◆ **What you will do**: Everything in the entries except the pictures should be repeated exactly.

◆ **Data records**:

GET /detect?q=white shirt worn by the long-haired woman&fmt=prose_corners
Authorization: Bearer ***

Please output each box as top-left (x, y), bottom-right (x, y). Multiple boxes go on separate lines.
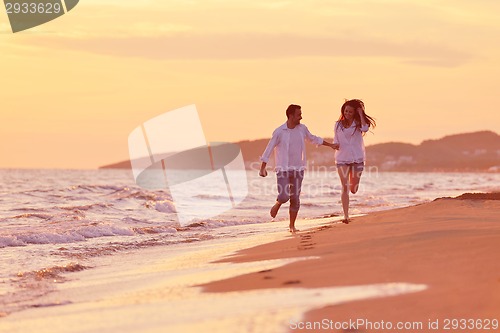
top-left (333, 121), bottom-right (369, 164)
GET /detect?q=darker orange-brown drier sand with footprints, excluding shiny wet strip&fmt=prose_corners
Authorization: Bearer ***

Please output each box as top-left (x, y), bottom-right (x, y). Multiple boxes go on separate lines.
top-left (204, 193), bottom-right (500, 332)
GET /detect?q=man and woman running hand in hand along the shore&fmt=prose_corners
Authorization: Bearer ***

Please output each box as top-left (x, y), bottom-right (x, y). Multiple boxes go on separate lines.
top-left (259, 99), bottom-right (376, 233)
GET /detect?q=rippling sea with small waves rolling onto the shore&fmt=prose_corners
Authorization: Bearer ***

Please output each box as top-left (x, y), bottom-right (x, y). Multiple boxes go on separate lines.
top-left (0, 168), bottom-right (500, 317)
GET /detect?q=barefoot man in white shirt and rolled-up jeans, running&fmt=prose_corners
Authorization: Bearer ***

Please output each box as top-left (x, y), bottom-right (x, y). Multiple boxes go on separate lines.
top-left (259, 104), bottom-right (338, 233)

◆ **Task response**:
GET /detect?q=white shirt worn by the long-haired woman&fmt=prose_corners
Authorization: Bearer ***

Please output each box as top-left (x, y), bottom-right (x, y). Multiple boxes go on separate lines.
top-left (333, 121), bottom-right (369, 164)
GET /detect?q=darker orange-brown drier sand with footprints, excluding shiny wet strip&fmt=prose_corners
Authorization: Bearer ***

Please output each box as top-left (x, y), bottom-right (x, y). Multiple boxes go on separate lines.
top-left (204, 193), bottom-right (500, 332)
GET /detect?q=man and woman running hand in hand along the shore&fmt=prose_corners
Authorization: Bearer ***

Please output each box as top-left (x, y), bottom-right (x, y). Multiple boxes go on separate lines.
top-left (259, 99), bottom-right (376, 233)
GET /detect?q=rippling sea with small waves rolling onto the shore&fmt=prose_corners
Authorization: Bearer ***

Please output each box as top-left (x, y), bottom-right (x, y). Multiple boxes go on separate lines.
top-left (0, 168), bottom-right (500, 317)
GET /detect?q=barefoot man in white shirt and rolled-up jeans, running&fmt=prose_corners
Authorization: Bearer ***

Please output each box as top-left (x, y), bottom-right (x, y). Multiple boxes go on separate lines.
top-left (259, 104), bottom-right (338, 233)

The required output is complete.